**Data supplied**
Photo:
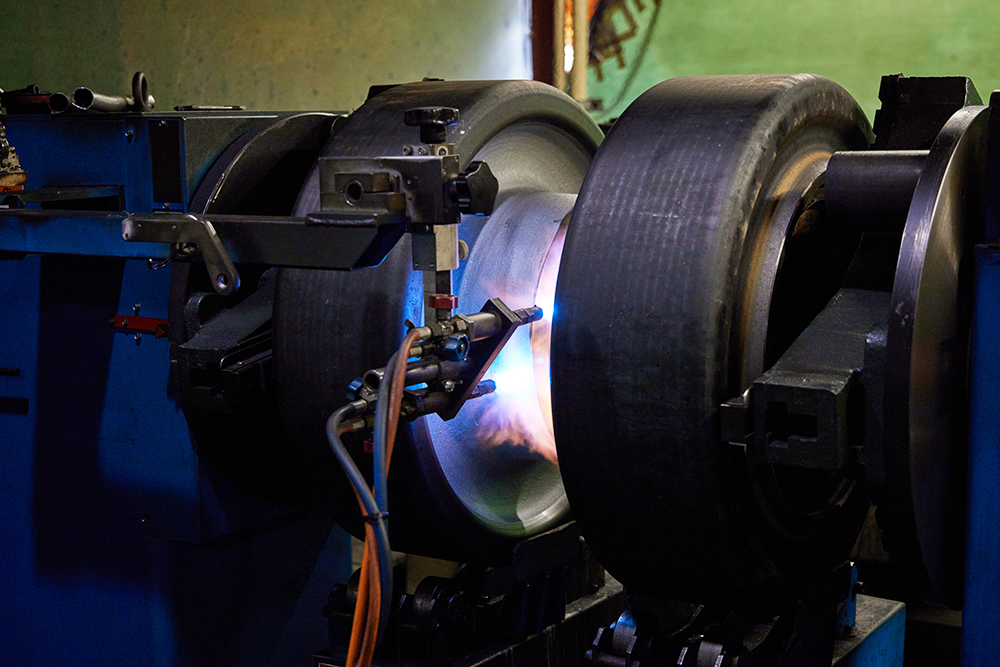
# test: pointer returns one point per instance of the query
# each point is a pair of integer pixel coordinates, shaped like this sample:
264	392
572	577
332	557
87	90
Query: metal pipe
58	102
559	44
140	100
581	51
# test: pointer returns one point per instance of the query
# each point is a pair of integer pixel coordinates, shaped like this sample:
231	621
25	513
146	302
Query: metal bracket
192	229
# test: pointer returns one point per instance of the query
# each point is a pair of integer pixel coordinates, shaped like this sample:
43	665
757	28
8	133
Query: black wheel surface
665	310
260	173
448	498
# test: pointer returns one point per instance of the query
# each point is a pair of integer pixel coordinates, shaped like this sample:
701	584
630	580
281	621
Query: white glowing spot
513	380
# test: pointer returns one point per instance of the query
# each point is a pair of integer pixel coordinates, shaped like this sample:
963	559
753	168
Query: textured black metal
331	326
915	108
669	236
871	190
926	410
259	173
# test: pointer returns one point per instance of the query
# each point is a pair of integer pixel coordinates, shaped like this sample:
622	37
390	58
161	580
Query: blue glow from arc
513	379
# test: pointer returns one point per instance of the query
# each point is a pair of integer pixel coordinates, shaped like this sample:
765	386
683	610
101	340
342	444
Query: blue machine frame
119	545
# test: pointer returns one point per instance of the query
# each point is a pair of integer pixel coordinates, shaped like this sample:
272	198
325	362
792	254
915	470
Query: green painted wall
853	42
264	54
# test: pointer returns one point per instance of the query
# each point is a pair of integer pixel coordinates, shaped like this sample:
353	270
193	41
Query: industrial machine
756	313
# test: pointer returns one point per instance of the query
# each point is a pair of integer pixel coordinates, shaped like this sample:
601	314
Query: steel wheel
449	497
668	300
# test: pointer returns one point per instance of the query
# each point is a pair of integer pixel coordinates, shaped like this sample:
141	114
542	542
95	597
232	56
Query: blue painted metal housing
980	618
120	545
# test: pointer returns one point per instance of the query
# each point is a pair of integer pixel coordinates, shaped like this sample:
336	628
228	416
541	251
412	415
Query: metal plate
447	499
260	173
923	511
664	302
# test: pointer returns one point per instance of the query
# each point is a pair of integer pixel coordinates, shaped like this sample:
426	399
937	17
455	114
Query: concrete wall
853	42
264	54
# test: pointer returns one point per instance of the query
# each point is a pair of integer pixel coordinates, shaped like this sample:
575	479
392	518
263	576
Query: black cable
372	512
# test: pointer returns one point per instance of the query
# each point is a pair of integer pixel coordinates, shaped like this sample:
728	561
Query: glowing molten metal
520	411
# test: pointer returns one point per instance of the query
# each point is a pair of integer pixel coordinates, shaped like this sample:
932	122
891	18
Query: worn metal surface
665	310
925	406
331	327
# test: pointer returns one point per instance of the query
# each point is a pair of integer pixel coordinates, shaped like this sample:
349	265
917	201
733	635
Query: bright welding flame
520	413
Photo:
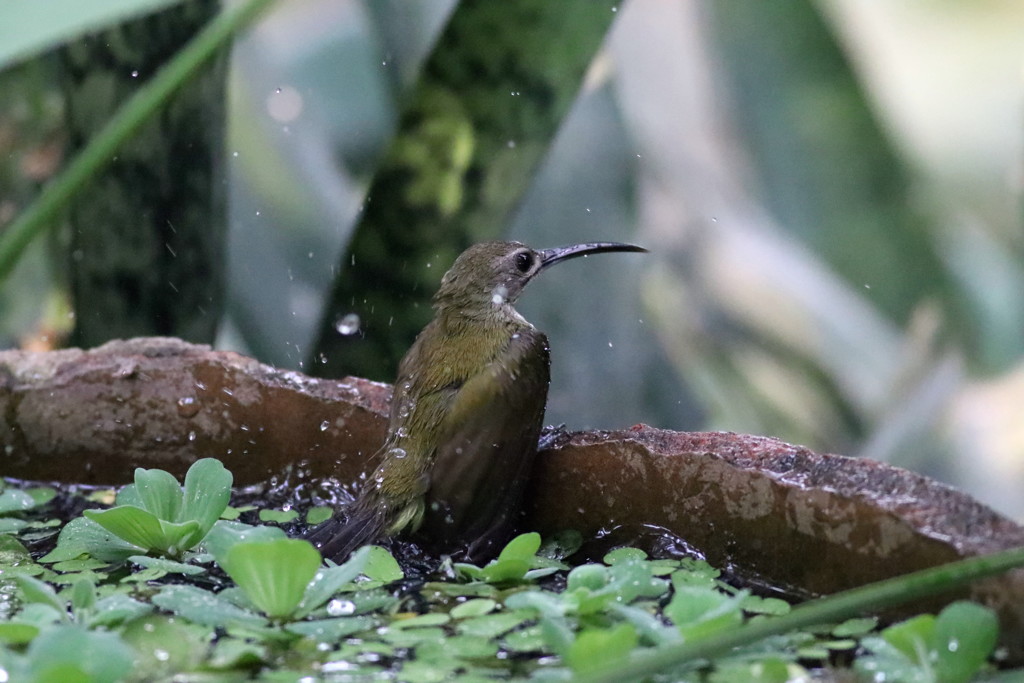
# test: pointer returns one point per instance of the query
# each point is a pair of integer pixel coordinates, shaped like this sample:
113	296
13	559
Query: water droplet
340	607
347	325
187	407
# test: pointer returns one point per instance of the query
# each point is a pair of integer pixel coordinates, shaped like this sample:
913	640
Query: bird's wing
484	456
337	538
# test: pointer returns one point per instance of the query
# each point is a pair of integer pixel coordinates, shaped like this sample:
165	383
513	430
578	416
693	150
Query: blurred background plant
830	191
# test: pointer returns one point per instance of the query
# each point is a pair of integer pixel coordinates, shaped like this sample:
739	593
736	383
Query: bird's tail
337	538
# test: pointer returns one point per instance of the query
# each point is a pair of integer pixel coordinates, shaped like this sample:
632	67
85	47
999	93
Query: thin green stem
837	607
150	98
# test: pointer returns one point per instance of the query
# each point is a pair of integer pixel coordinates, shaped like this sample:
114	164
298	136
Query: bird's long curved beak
552	256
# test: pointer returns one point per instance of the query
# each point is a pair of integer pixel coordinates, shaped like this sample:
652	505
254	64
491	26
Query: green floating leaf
561	545
758	605
699	612
83	596
767	670
278	516
204	607
623	554
166	565
132	524
67	652
595	648
41	592
855	627
522	547
911	637
547	604
493	626
207	492
116	609
474	607
382	566
165	646
318	514
514	560
12	633
419	621
331	630
11	524
226	534
160	493
328	582
589	577
13	500
273	573
965	637
41	495
12	553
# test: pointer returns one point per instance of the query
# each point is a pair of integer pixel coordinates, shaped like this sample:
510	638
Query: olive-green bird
466	413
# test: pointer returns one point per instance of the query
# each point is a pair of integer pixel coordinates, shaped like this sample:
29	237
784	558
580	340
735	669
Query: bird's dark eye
524	261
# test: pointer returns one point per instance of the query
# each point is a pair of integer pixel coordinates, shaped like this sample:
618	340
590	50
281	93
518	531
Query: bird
466	413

**Task objective**
Restate the entries above word for word, keeping pictures out of the copy.

**Exercise solution**
Photo:
# test: pointer returns one point per instance of the query
# each point is a pair of integer pixel coordinates, shaped like this sample:
264	392
572	577
332	557
87	90
Query: metal pipe
58	102
559	44
140	100
581	51
# test: pointer returns one point per instance of the query
# each point is a pair of integer pixel coordinates, shaped like this sample:
231	621
25	513
146	302
Query: metal bracket
192	229
# test: pointer returns one point per instance of the query
# each point is a pair of integer pixel coordinates, shaped like this sample:
43	665
757	28
8	133
Query: black wheel surface
665	310
260	173
448	498
# test: pointer returns one point per instance of the query
# each point is a pair of integer pixel coordinates, shaped like this sample:
701	584
630	580
281	621
Query: white glowing spot
513	380
# test: pointer returns one point per instance of the query
# each point is a pair of integer pixel coordinates, shaped like this sample:
963	559
753	168
Query: textured black metal
331	326
915	108
669	236
871	190
926	410
259	173
# test: pointer returns one point per instance of the query
# each point is a pair of integer pixel coordinates, shaped like this sample:
622	37
390	58
161	580
Query: blue glow from arc
513	379
# test: pointer returns one point per instance of the query
# each point is a pair of integer pixel coordinates, shaped like this sample:
765	386
683	610
101	340
342	444
Query: blue machine frame
119	545
# test: pointer returns one point per instance of the query
# each point is a pair of integer pixel coordinates, shaped like this sample:
272	198
325	362
792	254
915	470
Query: green painted wall
853	42
264	54
# test: pointer returns one point per instance of the query
# each point is a pair of integer pixel coordinates, shaped like this sample:
353	270
193	41
Query: industrial machine
756	313
# test: pointer returns one point per instance of the query
# each point is a pair of integer pixel coordinates, shaped like this sample:
601	314
Query: steel wheel
449	497
668	300
# test: pointer returns one point per instance of the query
# each point is a pair of integer pixel coordinates, shaped like this sample:
141	114
542	542
95	597
232	56
Query: blue painted metal housing
980	618
120	545
# test: pointer returns one point per instance of the query
# each point is a pair of integer pixel coordinates, shaped like this sample:
336	628
228	416
541	251
412	415
Query: metal plate
447	499
260	173
923	511
664	302
# test: pointer returns one point per instance of the query
# each point is a pair of integer pixel coordinates, shaped like this sample:
426	399
937	17
455	114
Query: concrete wall
853	42
264	54
# test: pointer returns one point per instance of the query
# each point is a pair of integer pixel coordinates, shaped like this sample:
575	479
392	518
263	576
Query: black cable
372	512
# test: pointer returns one point per instance of the query
# each point is a pair of integer pixel coordinates, shaped like this sample:
728	561
Query: glowing molten metal
520	411
# test: pointer returns one point per instance of the query
# each point is a pair of integer pixel coordinates, shaped like this sample:
932	122
891	18
Query: worn metal surface
665	310
925	406
331	327
# test: pointer returns one point per instance of the query
# each point is a pair of integer pixel coordinates, shaped like this sample:
349	265
917	201
733	635
Query: bright welding flame
520	413
Photo:
# test: pointer returns one point per instance of the query
# each point is a pair of integer pixel coordinates, shaped like this sample:
113	296
13	559
Query: water droplet
340	607
347	325
187	407
# test: pointer returns one point per instance of the query
# each point is a pair of integer pixel coordinates, shaped like this sample:
913	640
Query: bird's wing
484	456
337	538
# test: pointer returns one point per instance of the query
# each point is a pair of integer pixel coordinates, shaped like this sample:
165	383
513	430
578	416
693	150
Query: blurred background plant
830	191
# test: pointer returns one point per instance of the query
# each point is a pair of integer pixel coordinates, shaped like this sample:
739	593
736	383
Query: bird's tail
337	538
# test: pointer returns one point per instance of the query
# each point is a pair of integer pixel coordinates, shaped like this sample:
632	67
85	47
999	93
Query: thin green stem
837	607
150	98
# test: pointer returns one point per instance of the query
# each point is a pair of integer pixel coordinates, shaped like this sample:
114	164
298	136
Query: bird's long curved beak
552	256
# test: pointer returns one point per instance of the query
# each point is a pair of integer pixel coordinates, shaped like this sample:
652	505
254	64
491	26
Query: green floating leaf
561	545
758	605
699	612
83	596
767	670
278	516
204	607
623	554
166	565
132	524
67	652
595	648
41	592
855	627
522	547
911	637
547	604
493	626
207	492
116	609
474	607
382	566
165	646
318	514
514	560
12	633
419	621
331	630
11	524
226	534
160	493
328	582
589	577
13	500
273	573
965	637
41	495
12	553
# test: pointer returns one point per instance of the query
# each point is a pair of integer pixel coordinates, shaped like this sample:
510	638
Query: olive-green bird
466	413
# test: pointer returns one point per instance of the query
# each point is a pair of integer pixel coordinates, shaped like this sample:
29	237
784	558
580	340
735	669
Query: bird's dark eye
524	261
# test: pointer returns one point per instance of the query
# each point is a pair of integer pixel coordinates, shaped like this sample:
618	340
590	50
281	93
518	531
Query: bird
466	413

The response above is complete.